What are the yarn groups?
All our yarns are categorised into yarn groups (from A to F) according to thickness and knitting tension – group A contains the thinnest yarns and group F the thickest. This makes it easier for you to find alternative yarns to our patterns, should you wish to switch yarn. All yarns within the same group have a similar knitting tension and can easily replace each other. However, different yarn qualities have different structures and properties which will give the finished work a unique look and feel.
How do I use the yarn calculator?
At the top of all our patterns you’ll find a link to our yarn calculator, which is a helpful tool should you wish to use a different yarn than suggested. By filling in the yarn quality you wish to replace, the amount (in your size) and number of strands, the calculator will present good alternative yarns with the same knitting tension. Additionally it will tell you how much you’ll require in the new qualities and whether you’ll need to work with multiple strands. Most skeins are 50g (some are 25g or 100g).
If the pattern is worked with multiple colours, every colour will have to be calculated separately. Similarly, if the pattern is worked with several strands of different yarns (for example 1 strand Alpaca and 1 strand Kid-Silk) you will have to find alternatives for each, individually.
Why do you show discontinued yarns in the patterns?
Since different yarns have different qualities and textures we have chosen to keep the original yarn in our patterns. However, you can easily find options among our available qualities by using our yarn calculator, or simply pick a yarn from the same yarn group.
It is possible that some retailers still have discontinued yarns in stock, or that someone has a few skeins at home that they would like to find patterns for.
The yarn calculator will provide both alternative yarn as well as required amount in the new quality.

-*-

**Task details:** Please write out the text about yarn groups and the yarn calculator in full, word for word. Rely only on the text about yarn groups and the yarn calculator.

**Data provided:**
-*-

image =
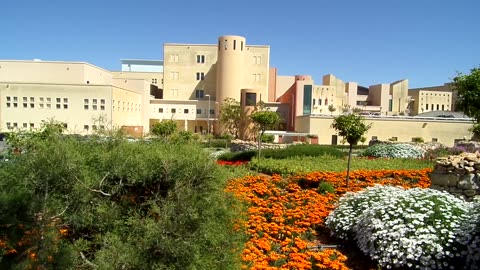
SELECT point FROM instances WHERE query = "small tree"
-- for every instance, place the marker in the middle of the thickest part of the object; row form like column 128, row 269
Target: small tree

-*-

**Written reply:**
What are the yarn groups?
All our yarns are categorised into yarn groups (from A to F) according to thickness and knitting tension – group A contains the thinnest yarns and group F the thickest. This makes it easier for you to find alternative yarns to our patterns, should you wish to switch yarn. All yarns within the same group have a similar knitting tension and can easily replace each other. However, different yarn qualities have different structures and properties which will give the finished work a unique look and feel.
How do I use the yarn calculator?
At the top of all our patterns you’ll find a link to our yarn calculator, which is a helpful tool should you wish to use a different yarn than suggested. By filling in the yarn quality you wish to replace, the amount (in your size) and number of strands, the calculator will present good alternative yarns with the same knitting tension. Additionally it will tell you how much you’ll require in the new qualities and whether you’ll need to work with multiple strands. Most skeins are 50g (some are 25g or 100g).
If the pattern is worked with multiple colours, every colour will have to be calculated separately. Similarly, if the pattern is worked with several strands of different yarns (for example 1 strand Alpaca and 1 strand Kid-Silk) you will have to find alternatives for each, individually.
Why do you show discontinued yarns in the patterns?
Since different yarns have different qualities and textures we have chosen to keep the original yarn in our patterns. However, you can easily find options among our available qualities by using our yarn calculator, or simply pick a yarn from the same yarn group.
It is possible that some retailers still have discontinued yarns in stock, or that someone has a few skeins at home that they would like to find patterns for.
The yarn calculator will provide both alternative yarn as well as required amount in the new quality.